## Required work
Name every place mentioned in the passage below about a family fleeing Aleppo.

When a bomb hit the kindergarten that Muhammed’s youngest son Amr, 4, attended, his family decided it was time to leave behind their life in Aleppo in search of a place where they could be happy, safe and the children could finish their schooling.
In the chaos that ensued as they fled the city, the two cars they were travelling in were separated. The car carrying Muhammed and four of his children made it through, but the second car carrying the children’s mother and grandmother as well as Amr and the three other children was caught up in fighting and trapped in the city.
As with much of the crisis, this one moment will shape the family’s life forever.
Now facing the prospect of being a single Dad to the children, Muhammed and his four sons and daughters undertook the perilous journey across Turkey, having all of their money stolen by smugglers along the way. On their seventh attempt to cross the Aegean Sea separating Turkey and Greece, the family reached the island of Lesbos.

Data extracted from a collection
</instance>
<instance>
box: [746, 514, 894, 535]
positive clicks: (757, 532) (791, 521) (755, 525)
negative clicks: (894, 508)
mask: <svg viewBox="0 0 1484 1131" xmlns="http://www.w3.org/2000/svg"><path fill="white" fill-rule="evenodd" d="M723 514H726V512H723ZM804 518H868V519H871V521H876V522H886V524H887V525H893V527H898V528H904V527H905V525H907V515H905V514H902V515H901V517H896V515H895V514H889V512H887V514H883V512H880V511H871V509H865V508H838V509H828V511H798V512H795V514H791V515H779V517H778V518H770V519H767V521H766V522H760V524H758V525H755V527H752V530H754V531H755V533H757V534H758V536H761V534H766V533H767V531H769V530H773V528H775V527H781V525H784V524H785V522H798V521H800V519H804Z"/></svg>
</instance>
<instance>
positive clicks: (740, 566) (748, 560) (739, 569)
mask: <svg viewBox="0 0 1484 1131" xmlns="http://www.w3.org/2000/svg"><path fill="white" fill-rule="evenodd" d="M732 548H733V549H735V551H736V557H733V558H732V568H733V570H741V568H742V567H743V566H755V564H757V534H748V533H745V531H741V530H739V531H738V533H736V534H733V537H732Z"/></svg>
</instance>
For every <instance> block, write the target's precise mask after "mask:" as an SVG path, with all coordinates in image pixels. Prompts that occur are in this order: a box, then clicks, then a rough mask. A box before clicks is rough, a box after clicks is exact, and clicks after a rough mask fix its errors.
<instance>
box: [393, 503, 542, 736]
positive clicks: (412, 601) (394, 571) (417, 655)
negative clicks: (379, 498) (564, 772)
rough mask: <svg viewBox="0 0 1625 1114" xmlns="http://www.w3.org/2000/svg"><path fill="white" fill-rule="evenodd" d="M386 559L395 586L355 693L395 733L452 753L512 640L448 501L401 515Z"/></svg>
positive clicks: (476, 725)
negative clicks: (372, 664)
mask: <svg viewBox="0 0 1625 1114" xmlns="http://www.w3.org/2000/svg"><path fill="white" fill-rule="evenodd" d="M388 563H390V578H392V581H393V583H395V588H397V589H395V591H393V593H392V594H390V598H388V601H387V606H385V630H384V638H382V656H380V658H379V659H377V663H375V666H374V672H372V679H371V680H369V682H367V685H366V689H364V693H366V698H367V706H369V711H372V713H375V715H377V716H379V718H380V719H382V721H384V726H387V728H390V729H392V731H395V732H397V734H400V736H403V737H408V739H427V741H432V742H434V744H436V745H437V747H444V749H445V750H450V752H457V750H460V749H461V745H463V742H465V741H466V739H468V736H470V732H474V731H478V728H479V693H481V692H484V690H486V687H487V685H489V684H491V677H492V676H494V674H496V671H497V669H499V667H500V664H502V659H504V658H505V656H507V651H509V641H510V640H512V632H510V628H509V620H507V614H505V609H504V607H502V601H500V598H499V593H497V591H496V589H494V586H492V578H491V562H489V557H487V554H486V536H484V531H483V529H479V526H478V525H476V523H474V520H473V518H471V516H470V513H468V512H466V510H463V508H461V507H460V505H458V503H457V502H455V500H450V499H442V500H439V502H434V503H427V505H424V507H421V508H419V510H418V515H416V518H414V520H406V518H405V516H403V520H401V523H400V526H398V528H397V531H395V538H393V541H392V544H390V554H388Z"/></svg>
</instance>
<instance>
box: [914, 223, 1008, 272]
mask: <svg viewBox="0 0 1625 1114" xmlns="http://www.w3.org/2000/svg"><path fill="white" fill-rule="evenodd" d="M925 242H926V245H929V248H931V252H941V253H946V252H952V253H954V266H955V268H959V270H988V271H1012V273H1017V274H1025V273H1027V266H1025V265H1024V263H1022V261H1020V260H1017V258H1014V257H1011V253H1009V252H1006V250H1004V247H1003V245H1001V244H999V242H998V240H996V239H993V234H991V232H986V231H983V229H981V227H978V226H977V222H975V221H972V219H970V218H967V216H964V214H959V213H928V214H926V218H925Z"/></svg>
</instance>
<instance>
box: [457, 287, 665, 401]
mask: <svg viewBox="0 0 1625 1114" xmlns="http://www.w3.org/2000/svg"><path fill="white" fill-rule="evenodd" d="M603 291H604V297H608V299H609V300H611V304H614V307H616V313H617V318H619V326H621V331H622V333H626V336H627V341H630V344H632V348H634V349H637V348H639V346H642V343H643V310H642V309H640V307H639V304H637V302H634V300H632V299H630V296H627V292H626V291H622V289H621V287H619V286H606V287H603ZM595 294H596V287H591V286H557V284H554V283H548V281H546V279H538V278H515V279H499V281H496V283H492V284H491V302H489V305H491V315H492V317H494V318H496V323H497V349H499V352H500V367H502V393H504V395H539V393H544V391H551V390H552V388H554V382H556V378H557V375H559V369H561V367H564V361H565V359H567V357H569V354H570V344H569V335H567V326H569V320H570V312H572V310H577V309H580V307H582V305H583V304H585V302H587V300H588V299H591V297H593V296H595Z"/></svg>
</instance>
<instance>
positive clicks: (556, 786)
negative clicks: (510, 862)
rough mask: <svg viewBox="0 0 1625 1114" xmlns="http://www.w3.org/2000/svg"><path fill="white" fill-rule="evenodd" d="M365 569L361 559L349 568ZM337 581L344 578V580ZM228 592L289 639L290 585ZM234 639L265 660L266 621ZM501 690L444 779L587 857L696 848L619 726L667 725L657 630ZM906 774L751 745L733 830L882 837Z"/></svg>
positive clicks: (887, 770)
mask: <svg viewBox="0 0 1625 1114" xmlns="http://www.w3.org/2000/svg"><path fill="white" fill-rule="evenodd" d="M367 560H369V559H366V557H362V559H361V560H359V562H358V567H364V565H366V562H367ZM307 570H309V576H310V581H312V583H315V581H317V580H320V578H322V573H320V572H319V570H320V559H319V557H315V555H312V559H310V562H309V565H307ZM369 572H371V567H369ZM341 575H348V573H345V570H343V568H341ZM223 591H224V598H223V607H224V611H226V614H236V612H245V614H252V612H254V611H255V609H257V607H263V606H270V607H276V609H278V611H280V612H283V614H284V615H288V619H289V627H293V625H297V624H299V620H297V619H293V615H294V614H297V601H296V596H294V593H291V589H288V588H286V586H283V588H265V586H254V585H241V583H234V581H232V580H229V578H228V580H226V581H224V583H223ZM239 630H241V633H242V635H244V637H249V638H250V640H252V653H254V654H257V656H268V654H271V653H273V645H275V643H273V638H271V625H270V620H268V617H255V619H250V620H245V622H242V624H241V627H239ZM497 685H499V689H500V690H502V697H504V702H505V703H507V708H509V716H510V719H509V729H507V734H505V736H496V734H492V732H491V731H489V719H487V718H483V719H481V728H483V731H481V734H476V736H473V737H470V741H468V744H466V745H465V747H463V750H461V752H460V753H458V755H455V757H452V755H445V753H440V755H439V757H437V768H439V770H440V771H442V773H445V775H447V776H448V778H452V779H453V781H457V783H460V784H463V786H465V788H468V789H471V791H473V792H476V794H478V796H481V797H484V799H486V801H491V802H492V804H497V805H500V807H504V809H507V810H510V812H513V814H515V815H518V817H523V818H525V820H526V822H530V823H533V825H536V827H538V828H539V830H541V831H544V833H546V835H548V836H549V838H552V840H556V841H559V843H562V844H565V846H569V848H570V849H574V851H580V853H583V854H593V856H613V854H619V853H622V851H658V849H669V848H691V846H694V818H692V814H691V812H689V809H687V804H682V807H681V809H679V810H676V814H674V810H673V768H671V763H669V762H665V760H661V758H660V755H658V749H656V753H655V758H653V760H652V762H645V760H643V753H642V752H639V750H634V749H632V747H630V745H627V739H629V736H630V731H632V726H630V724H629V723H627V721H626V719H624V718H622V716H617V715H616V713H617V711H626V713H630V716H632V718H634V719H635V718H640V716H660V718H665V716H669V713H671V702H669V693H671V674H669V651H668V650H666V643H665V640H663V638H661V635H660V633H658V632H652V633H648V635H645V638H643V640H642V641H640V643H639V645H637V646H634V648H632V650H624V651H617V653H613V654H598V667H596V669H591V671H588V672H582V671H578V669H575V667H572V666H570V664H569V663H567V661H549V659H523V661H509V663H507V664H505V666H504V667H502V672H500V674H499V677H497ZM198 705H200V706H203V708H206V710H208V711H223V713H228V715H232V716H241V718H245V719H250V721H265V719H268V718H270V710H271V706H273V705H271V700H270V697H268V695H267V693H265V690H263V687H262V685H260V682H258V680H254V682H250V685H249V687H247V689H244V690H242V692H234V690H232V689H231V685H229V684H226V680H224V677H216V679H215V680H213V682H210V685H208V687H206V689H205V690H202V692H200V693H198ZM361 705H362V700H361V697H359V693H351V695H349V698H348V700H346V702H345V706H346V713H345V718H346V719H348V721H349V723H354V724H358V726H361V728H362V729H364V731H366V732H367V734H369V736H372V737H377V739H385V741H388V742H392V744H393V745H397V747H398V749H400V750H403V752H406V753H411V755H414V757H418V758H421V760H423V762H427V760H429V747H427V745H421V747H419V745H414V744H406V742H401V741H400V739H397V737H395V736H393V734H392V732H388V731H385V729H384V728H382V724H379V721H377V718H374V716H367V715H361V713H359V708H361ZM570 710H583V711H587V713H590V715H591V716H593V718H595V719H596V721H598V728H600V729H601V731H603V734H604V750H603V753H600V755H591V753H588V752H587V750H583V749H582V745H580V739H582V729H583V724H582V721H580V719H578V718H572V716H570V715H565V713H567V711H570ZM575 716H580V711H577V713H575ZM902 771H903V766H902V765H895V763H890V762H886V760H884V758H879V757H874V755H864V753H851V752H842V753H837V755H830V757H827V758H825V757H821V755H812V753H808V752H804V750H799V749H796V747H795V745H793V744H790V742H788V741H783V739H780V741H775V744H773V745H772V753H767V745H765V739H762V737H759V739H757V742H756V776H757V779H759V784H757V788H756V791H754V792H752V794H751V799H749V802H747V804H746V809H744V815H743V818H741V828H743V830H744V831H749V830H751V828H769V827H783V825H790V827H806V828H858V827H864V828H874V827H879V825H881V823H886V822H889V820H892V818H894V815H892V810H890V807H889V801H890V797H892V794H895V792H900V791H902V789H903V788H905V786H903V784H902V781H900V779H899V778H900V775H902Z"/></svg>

## Task solution
Aleppo, Turkey, the Aegean Sea, Greece, Lesbos